United States District Court, E.D. Louisiana

March 19, 2018


         SECTION “N” (2)

          ORDER & REASONS

          KURT D. ENGELHARDT, United States District Judge

         Presently before the Court is Defendant Spectrum Laboratory Products, Inc.'s (“Spectrum” or “Defendant”) Alternative Motion to Dismiss and/or Strike Class Allegations for lack of personal jurisdiction pursuant to Fed.R.Civ.P. 12(b)(2), as inappropriate for class treatment under Fed.R.Civ.P. 23(c)(1)(A) and 23(d)(1)(D), and as unconstitutional under the due process clause of the Fifth Amendment. (Rec. Doc. 15). Plaintiff Casso's Wellness Store and Gym, LLC (“Casso” or “Plaintiff”) opposes the Motion. (Rec. Doc. 21). Both parties filed numerous additional supporting and reply memoranda. (Rec. Docs. 28, 32, 35, 39, 42, and 45). Having considered the extensive submissions of the parties, the record, and the applicable law, the Court DENIES the Motion to Dismiss and/or Strike Class Allegations for the reasons stated herein.

         I. BACKGROUND

         On March 15, 2017, Casso filed its original putative-class action Complaint against Spectrum under the Telephone Consumer Protection Act of 1991 (“TCPA”), [1] as amended by the Junk Fax Protection Act of 2005 (“JFPA”), seeking to recover damages for and to enjoin Spectrum's massive junk faxing campaign. (Rec. Doc. 1, as amended by Rec. Doc. 9). Spectrum is a California corporation and a supplier of compounding chemicals, supplies, and equipment, with its principal place of business in New Brunswick, New Jersey. (Rec. Doc. 15-1 at p. 5). Casso alleges that Spectrum violated the TCPA and the regulations promulgated under the Act by the Federal Communications Commission (“FCC”) by sending unsolicited facsimiles to advertise their goods and/or services to Plaintiff and members of the Plaintiff Class. (Rec. Doc. 1 at p. 9). Plaintiff further alleges that Defendant blasted junk faxes without complying with the mandatory Opt-Out Notice Requirements, in direct violation of the TCPA, JFPA, and the FCC's regulations. (Id. at p. 10). Casso identifies Spectrum's alleged violations of the Act as including, but not limited to, the unsolicited facsimile advertisements sent to Casso's facsimile telephone number on December 21, 2016; February 14, 2017; February 17, 2017; and February 24, 2017.[2] (Id. at p. 9).

◆ Supplied records ◆
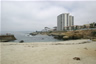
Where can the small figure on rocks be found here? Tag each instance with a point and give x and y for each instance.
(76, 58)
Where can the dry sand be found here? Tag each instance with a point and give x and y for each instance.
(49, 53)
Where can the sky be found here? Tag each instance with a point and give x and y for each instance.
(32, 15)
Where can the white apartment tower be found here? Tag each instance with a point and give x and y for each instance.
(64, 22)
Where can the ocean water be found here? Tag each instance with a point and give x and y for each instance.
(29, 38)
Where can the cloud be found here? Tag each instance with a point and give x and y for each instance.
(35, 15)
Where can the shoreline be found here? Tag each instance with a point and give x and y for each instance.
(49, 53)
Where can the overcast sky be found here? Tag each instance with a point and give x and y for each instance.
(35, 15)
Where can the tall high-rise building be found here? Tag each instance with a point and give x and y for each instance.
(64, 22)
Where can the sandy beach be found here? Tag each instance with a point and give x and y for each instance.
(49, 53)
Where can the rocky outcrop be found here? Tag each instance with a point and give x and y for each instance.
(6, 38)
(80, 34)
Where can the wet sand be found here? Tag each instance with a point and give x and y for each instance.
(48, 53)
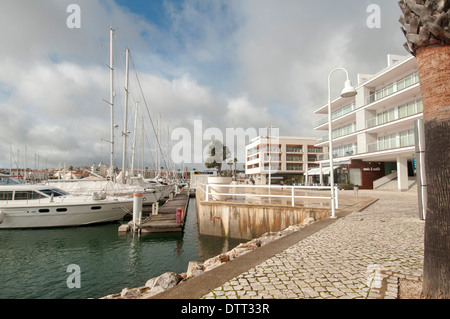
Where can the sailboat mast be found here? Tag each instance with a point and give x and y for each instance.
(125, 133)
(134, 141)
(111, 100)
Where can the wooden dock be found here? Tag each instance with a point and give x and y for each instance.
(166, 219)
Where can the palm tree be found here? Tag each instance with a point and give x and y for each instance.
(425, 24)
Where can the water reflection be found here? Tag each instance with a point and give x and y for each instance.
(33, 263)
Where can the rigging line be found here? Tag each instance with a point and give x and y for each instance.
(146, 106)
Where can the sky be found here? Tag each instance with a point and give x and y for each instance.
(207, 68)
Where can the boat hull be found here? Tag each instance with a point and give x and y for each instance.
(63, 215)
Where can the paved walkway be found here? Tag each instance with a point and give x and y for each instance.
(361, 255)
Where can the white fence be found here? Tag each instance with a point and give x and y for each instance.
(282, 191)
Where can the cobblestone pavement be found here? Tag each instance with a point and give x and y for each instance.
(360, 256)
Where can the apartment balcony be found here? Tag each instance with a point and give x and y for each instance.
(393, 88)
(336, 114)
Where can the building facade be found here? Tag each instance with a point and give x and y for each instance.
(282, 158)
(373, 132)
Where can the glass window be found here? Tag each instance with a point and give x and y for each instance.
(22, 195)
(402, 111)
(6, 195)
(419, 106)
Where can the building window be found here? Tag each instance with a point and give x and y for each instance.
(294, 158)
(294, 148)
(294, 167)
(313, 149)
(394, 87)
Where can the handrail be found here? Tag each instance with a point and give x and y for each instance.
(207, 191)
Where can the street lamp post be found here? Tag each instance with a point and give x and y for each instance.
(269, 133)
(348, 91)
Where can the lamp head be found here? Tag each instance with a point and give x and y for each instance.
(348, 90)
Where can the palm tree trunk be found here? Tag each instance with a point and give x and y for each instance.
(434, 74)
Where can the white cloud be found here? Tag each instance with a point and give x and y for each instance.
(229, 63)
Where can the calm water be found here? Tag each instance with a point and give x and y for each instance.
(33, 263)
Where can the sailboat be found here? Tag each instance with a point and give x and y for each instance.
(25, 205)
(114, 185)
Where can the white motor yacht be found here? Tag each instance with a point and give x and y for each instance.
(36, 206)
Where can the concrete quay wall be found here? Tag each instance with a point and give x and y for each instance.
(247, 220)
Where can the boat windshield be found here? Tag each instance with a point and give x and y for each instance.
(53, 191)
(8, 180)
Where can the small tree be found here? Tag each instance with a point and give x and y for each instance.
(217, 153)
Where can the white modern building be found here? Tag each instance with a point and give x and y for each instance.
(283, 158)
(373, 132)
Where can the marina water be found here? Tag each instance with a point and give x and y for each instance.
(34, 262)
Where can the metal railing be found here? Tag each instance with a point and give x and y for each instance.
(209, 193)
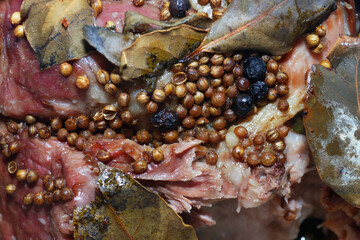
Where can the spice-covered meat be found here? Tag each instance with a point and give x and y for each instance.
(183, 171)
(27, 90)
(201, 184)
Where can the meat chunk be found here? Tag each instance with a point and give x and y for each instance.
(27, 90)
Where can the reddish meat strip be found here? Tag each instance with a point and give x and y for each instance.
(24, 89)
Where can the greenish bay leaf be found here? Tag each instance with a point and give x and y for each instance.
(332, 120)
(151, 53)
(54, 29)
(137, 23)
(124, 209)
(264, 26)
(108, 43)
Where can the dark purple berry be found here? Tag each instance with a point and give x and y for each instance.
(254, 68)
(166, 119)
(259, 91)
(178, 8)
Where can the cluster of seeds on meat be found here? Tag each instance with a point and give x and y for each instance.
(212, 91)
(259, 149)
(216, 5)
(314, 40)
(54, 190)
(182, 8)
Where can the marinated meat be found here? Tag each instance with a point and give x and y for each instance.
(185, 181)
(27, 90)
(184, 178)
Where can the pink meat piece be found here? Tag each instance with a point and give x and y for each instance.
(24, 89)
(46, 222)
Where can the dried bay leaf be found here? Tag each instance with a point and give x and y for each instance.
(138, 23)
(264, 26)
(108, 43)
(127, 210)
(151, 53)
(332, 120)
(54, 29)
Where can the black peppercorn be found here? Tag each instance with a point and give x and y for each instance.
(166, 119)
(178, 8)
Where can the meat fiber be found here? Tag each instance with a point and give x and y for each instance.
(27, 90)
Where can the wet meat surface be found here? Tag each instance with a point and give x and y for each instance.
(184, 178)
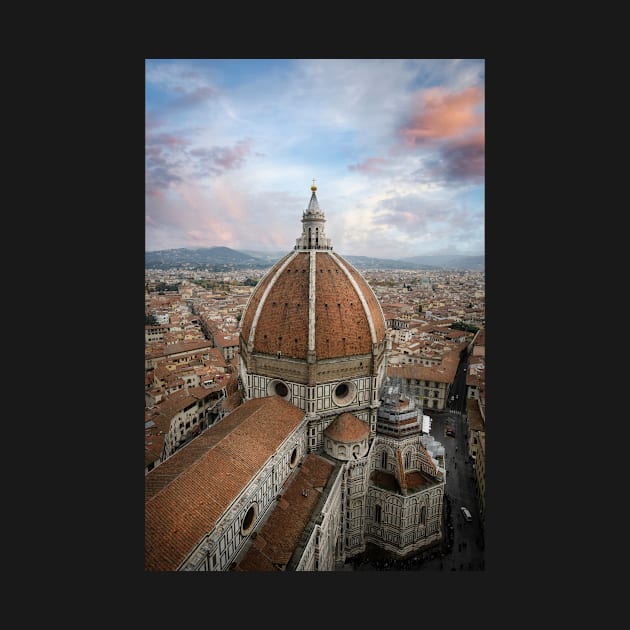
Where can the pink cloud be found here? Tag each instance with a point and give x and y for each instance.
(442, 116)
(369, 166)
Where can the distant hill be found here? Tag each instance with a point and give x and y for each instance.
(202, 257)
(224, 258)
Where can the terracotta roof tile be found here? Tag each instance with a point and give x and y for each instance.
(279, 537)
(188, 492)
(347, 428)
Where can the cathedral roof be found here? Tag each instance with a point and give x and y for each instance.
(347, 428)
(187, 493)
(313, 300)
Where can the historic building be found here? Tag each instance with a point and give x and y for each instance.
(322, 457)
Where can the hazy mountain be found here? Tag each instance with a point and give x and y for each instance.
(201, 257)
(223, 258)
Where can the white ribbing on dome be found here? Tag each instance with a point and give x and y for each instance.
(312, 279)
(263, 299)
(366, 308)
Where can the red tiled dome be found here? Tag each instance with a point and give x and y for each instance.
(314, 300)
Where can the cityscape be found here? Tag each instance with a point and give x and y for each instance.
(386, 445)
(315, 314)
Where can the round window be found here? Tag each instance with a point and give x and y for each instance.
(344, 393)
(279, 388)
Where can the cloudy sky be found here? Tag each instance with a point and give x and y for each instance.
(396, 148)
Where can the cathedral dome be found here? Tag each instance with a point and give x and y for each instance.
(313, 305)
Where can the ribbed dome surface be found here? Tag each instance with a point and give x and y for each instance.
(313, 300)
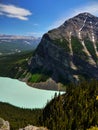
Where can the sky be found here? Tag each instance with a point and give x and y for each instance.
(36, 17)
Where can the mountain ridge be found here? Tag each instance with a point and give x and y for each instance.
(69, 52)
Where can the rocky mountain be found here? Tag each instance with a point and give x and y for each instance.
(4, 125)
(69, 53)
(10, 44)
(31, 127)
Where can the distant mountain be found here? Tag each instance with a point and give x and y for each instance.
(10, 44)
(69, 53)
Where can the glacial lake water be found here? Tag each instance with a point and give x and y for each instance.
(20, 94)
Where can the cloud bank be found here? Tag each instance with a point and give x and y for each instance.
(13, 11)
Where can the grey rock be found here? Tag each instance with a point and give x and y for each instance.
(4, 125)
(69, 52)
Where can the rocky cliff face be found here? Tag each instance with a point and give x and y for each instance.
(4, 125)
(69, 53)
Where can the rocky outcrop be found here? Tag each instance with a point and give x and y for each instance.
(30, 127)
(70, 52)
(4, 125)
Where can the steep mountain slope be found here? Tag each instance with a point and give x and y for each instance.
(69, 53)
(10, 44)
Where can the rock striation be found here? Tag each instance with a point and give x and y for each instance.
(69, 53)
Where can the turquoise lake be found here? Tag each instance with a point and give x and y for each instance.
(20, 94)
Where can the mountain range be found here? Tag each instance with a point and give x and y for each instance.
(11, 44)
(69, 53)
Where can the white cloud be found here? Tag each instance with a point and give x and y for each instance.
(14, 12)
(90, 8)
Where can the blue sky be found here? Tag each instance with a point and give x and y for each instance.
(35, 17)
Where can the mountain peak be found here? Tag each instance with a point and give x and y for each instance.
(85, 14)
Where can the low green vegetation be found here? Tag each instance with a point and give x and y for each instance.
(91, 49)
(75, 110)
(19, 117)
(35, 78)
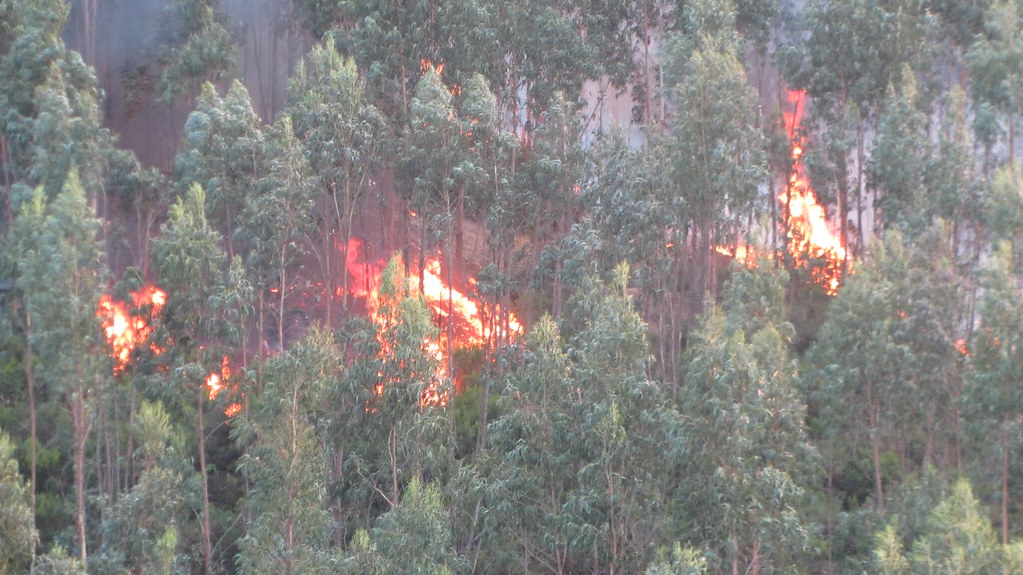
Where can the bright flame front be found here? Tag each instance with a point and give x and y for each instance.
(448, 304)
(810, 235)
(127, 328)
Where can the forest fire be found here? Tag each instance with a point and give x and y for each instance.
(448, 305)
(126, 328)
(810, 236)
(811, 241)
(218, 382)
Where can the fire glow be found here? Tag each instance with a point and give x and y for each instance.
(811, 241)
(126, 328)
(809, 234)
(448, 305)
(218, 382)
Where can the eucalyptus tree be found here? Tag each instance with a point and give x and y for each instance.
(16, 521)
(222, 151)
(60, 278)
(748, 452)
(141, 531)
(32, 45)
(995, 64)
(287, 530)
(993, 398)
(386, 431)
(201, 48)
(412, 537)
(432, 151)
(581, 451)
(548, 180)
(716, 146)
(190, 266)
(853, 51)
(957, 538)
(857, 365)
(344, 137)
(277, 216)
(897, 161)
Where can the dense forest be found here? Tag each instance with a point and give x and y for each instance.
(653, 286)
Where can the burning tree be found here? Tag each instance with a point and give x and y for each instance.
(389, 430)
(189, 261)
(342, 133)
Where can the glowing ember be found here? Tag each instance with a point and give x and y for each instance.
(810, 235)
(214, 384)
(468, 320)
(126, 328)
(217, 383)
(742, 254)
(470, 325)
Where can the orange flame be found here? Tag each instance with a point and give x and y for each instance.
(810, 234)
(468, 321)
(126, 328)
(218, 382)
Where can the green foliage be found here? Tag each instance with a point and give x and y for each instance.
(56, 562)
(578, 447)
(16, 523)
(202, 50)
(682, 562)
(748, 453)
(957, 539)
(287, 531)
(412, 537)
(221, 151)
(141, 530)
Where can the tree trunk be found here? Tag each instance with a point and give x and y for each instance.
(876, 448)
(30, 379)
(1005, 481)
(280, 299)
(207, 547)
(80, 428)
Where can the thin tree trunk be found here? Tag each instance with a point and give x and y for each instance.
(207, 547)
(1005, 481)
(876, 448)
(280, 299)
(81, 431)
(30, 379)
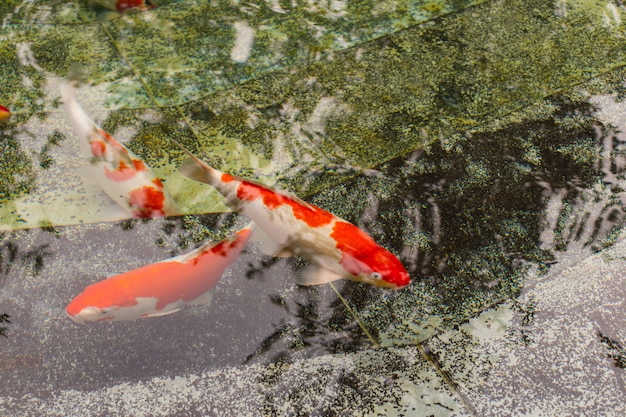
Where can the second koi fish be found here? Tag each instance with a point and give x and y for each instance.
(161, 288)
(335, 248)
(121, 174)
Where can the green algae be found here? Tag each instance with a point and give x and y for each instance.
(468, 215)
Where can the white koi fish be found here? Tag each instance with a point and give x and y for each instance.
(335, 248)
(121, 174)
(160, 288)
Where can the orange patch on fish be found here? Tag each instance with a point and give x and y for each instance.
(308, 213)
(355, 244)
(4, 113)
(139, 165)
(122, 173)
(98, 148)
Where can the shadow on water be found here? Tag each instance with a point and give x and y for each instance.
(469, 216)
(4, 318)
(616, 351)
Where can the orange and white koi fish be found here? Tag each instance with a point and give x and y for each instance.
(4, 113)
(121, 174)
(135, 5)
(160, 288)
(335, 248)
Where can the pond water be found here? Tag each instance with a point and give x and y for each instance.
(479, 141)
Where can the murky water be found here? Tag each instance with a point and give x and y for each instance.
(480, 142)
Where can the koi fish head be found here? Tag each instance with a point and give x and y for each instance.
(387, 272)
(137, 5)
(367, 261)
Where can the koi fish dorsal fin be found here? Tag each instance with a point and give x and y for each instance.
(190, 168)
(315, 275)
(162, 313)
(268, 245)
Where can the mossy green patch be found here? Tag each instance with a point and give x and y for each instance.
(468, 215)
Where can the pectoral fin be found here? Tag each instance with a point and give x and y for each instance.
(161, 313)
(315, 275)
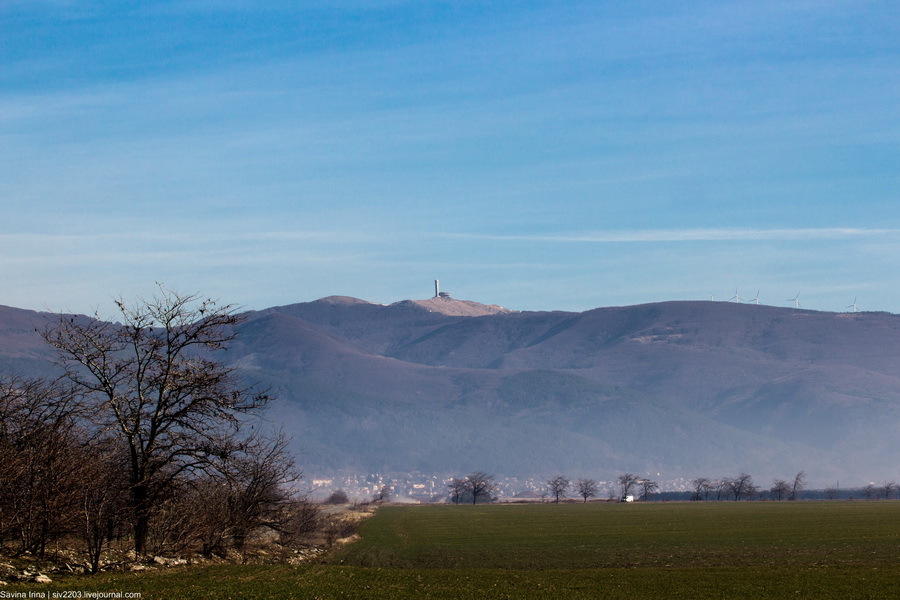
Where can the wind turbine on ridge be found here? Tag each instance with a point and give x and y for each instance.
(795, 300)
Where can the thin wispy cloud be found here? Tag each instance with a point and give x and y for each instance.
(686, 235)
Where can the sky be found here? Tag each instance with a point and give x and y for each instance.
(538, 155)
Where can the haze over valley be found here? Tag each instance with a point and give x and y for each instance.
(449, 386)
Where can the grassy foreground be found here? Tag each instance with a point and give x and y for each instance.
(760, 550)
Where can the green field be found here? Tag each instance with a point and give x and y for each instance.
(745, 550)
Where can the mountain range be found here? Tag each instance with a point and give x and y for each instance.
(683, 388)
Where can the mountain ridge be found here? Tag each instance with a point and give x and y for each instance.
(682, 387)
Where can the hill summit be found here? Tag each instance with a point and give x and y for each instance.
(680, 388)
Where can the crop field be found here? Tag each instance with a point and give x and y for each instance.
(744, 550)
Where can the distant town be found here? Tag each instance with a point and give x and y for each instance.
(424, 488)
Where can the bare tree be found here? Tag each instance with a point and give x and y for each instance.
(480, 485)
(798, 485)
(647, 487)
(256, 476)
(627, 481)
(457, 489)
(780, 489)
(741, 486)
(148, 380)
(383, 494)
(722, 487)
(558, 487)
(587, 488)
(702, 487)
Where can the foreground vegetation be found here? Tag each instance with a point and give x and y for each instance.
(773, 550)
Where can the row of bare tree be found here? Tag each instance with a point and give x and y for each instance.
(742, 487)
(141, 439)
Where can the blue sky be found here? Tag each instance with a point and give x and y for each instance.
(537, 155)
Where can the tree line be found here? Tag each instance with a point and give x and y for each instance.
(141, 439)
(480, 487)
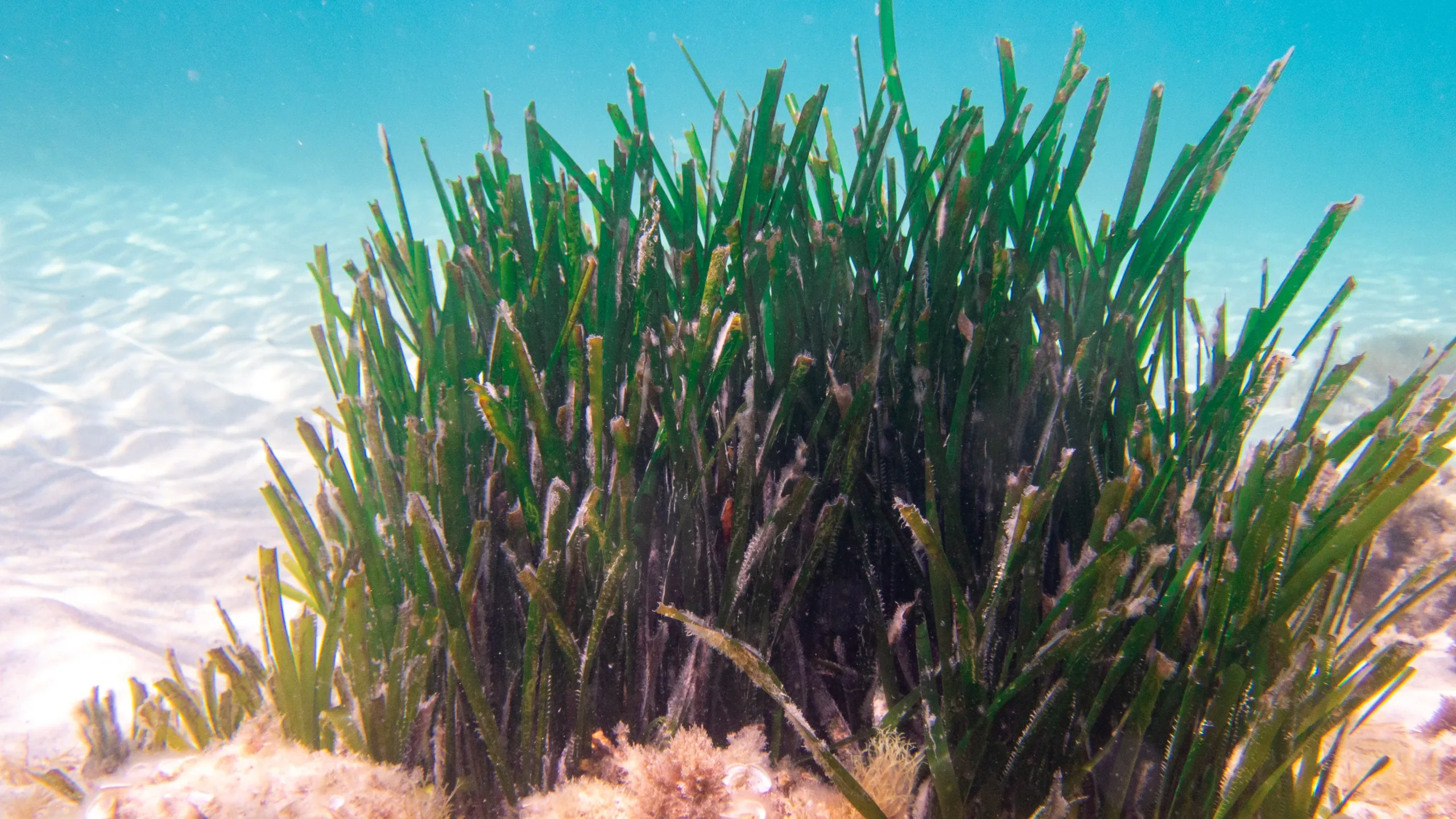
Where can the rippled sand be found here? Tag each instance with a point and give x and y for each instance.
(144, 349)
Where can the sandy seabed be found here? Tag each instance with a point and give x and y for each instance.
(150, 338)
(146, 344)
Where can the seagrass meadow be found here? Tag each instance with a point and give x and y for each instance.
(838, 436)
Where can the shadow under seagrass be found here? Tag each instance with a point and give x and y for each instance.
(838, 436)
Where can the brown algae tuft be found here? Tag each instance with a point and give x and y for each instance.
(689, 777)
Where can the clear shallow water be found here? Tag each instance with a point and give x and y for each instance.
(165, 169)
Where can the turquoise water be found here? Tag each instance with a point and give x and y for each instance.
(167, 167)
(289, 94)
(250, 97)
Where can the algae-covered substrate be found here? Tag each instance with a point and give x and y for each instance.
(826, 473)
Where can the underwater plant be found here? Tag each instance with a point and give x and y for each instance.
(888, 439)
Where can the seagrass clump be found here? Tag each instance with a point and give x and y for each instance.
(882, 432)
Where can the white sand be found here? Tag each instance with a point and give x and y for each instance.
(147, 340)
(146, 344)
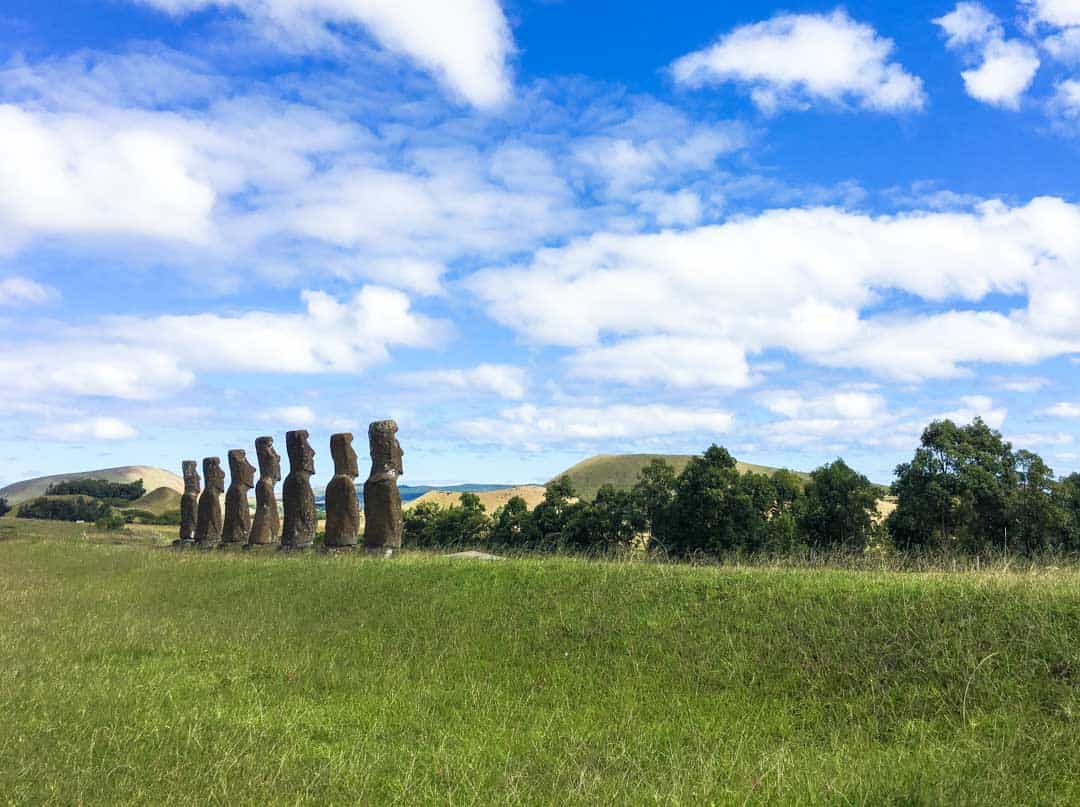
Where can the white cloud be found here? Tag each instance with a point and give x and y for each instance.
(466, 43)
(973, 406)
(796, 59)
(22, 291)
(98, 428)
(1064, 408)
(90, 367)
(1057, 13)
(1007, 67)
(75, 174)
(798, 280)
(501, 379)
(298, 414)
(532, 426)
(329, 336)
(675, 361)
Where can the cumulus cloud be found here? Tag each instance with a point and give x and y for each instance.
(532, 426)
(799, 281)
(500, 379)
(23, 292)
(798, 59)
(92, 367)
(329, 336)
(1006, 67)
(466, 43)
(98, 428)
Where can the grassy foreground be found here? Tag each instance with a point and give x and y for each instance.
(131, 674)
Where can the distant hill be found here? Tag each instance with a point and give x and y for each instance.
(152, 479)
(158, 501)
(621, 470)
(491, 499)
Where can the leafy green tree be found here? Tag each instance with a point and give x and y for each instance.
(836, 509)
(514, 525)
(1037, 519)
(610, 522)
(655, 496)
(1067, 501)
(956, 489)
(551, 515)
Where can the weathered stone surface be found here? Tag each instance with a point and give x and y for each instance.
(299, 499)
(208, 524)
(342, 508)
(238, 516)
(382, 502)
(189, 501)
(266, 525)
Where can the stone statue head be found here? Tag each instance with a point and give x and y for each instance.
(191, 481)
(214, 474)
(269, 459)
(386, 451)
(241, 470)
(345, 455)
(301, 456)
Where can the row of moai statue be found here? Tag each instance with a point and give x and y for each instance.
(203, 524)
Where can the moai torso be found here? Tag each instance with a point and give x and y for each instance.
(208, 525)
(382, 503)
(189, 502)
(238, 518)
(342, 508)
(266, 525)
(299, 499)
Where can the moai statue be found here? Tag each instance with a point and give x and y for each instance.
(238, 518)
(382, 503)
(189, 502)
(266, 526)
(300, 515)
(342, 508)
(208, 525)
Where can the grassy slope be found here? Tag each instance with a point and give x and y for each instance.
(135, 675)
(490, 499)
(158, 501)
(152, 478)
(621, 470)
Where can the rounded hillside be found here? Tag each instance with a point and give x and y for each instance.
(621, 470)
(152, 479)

◆ Work instructions ◆
[1] Name each date the court order gives for the unsolicited fax advertisements Casso says were sent to its fax number.
[2] Carry on writing the court order on the motion to dismiss, picking up after its last sentence.

◆ Answers to the problems ◆
[1] December 21, 2016; February 14, 2017; February 17, 2017; and February 24, 2017.

[2]
         Casso purports to bring a class action on behalf of a “Plaintiff Class” that includes:

[A]ll persons and entities that are subscribers of telephone numbers to which within four years of filing of the Complaint, Defendant sent facsimile transmission with content that discusses, describes, promotes products and/or services offered by Defendant, and does not contain the opt-out notice required by 47 U.S.C. § 227(b)(1)(C)(iii), (b)(2)(D), (b)(2)(E), (d)(2) or 47 C.F.R. § 64.1200(a)(4)(iii)-(vii).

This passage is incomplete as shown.